## TASK PROMPT
Using the telecommunications merger text below, explain in one to three sentences why even a monopoly phone company would pass some of its merger savings on to consumers.

## PAGE EXTRACT

It is difficult to believe that such large companies would truly have difficulty raising capital in the most efficient capital markets in the world – as long as their expansion strategies are actually sound. Issuing large amounts of debt would likely dilute their earnings, which might make their stock less attractive to traditional telephone company investors who are willing to accept modest growth in exchange for secure dividends that are larger than those offered by most other companies. But this merely means that conservative, dividend-oriented investors would sell their stock to growth-oriented investors who are willing to give up current dividends in exchange for greater growth in the future.12

Cost reductions

A large body of evidence shows that the mergers are nevertheless motivated by the prospect of substantial cost reductions:

Bell Atlantic and GTE expect that their merger will save $2.5 billion annually.13

The actual amount of cost savings projected in the Bell Atlantic/NYNEX merger is not public knowledge, as they are detailed in confidential documents filed with the FCC. But the companies report that they are well on target to achieve those savings.14

SBC and Ameritech project annual cost savings of $1.17 billion in expenses and $230 million in capital costs.15

SBC reports that its cost-saving efforts resulting from the Pacific Telesis merger are ahead of schedule.16

AT&T and TCI expect to save money on marketing by selling telephone and cable TV service to each others’ customers, and local telephone traffic generated by TCI can be routed over AT&T’s switching and transport facilities, spreading fixed costs over more lines and services.17

These cost reductions come from two main sources: economies of scale and scope, and sharing of best practices.

Economies of scale and scope are familiar concepts used in antitrust analysis of competition. The basic idea is to reduce the cost of each service or unit of service by using equipment and systems more intensively. When the fixed costs of equipment and systems are spread out over more customers or services, the company can charge less and still make a profit. The merged companies hope to accomplish this by spreading the costs of facilities, equipment, software, billing systems, advertising, and administrative functions over a larger base of customers buying multiple services.

The effects of best practices receive little attention in antitrust and regulatory analysis, but they are a potent force for cost savings and sales increases. Different companies are good at different things, and mergers facilitate the transfer of knowledge and expertise across companies. SBC and Ameritech, for example, project that they will save $131 million annually due to the spread of best practices across the two companies.18

Will consumers benefit?

Merger skeptics frequently question whether consumers will benefit from the cost efficiencies. Such critics, still thinking of telecommunications firms as absolute monopolies, often argue that firms should be required to pass through some of the cost efficiencies as guaranteed consumer savings. Such requirements are unnecessary, for several reasons.

First, as the FCC recognized in its discussion of the NYNEX-Bell Atlantic merger, even a telecommunications firm with a monopoly has an incentive to share some of its cost savings with consumers.19 When a merger reduces a firm’s marginal costs – the additional cost of producing a little more service – the firm profits by reducing its price in order to sell more of the service.

Second, many local phone companies have already committed to sharing their cost savings with consumers, because they are subject to various forms of “incentive” regulation at the local level. Local telephone companies in more than 30 states are currently subject to price caps, rate freezes, earnings sharing, or other forms of regulation that induce them to reduce costs and share the benefits with customers.20 In some cases, the firm shares future cost savings with customers; in other cases, it gives customers rate reductions or other rate guarantees up front in exchange for the opportunity to profit from any cost reductions it might achieve in the future. Because mergers are a powerful means of reducing costs, they help make it possible for firms to deliver these consumer benefits.

## SUPPLIED INFORMATION
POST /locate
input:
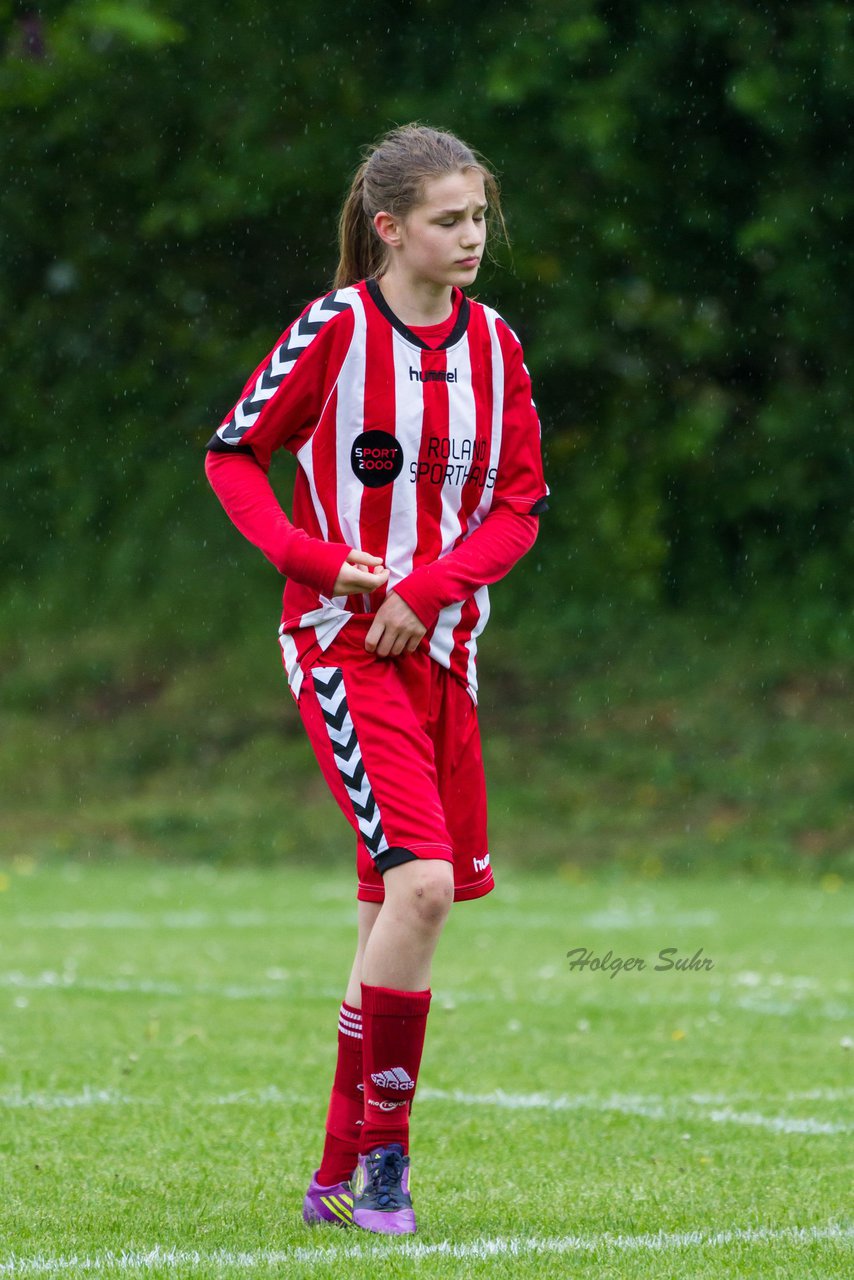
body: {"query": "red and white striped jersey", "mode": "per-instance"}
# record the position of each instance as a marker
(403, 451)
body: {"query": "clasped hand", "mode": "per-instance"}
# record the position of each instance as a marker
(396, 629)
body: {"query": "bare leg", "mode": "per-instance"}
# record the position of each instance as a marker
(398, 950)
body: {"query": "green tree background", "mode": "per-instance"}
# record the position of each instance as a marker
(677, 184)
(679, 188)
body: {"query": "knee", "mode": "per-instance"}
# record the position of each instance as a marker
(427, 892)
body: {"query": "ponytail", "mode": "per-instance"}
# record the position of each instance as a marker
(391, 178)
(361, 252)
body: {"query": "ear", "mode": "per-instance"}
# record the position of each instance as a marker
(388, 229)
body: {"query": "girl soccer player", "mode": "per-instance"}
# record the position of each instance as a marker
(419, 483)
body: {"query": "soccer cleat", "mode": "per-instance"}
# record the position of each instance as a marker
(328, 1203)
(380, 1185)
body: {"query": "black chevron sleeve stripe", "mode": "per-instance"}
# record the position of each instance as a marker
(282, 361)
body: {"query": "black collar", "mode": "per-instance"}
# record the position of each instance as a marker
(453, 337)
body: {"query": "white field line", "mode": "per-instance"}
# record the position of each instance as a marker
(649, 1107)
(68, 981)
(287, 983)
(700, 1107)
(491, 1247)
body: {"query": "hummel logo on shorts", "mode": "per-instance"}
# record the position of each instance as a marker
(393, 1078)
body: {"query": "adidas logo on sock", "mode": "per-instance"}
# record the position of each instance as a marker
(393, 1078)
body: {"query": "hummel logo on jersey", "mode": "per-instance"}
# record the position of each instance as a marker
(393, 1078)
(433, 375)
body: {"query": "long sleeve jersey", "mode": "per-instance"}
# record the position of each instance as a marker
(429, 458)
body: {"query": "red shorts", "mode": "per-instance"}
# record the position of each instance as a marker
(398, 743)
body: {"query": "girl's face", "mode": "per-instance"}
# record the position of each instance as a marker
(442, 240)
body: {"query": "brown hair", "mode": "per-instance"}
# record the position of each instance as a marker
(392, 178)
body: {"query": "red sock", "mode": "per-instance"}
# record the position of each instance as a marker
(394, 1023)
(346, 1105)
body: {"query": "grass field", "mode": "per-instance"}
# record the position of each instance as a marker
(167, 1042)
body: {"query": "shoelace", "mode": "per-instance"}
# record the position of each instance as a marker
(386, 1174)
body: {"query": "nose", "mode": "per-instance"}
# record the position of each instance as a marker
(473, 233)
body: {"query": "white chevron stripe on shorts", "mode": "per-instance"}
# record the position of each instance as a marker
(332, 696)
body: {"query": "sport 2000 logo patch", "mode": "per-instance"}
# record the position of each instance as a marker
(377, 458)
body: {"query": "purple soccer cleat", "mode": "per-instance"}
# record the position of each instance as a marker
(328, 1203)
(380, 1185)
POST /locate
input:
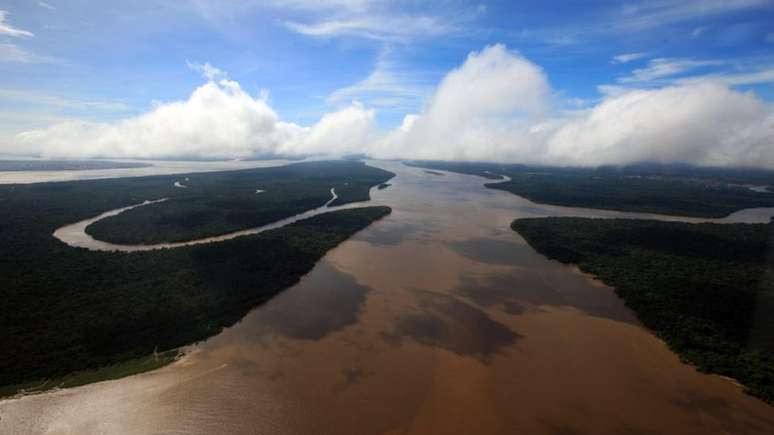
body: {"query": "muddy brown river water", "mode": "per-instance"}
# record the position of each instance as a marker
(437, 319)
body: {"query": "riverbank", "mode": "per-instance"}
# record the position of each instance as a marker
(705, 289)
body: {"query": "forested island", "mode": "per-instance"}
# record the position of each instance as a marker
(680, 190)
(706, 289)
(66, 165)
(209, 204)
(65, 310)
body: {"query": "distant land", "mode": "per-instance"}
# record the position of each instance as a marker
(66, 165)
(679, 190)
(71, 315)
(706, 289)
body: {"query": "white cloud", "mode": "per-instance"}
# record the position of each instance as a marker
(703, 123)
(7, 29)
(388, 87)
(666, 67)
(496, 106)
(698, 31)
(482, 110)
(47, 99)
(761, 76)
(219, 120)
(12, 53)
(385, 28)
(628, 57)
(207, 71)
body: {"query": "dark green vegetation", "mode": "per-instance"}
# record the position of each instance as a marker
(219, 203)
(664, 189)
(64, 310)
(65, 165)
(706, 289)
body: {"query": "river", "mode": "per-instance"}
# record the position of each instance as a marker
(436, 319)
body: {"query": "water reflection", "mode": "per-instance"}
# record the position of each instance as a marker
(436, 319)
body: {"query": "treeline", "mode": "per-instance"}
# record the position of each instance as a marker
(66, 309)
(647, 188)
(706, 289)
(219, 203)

## REPLY
A merger that lowers a firm's marginal costs makes it profitable for the firm to cut its price so it can sell more of the service. Marginal costs are the additional cost of producing a little more service. The FCC recognized this incentive in its discussion of the NYNEX-Bell Atlantic merger.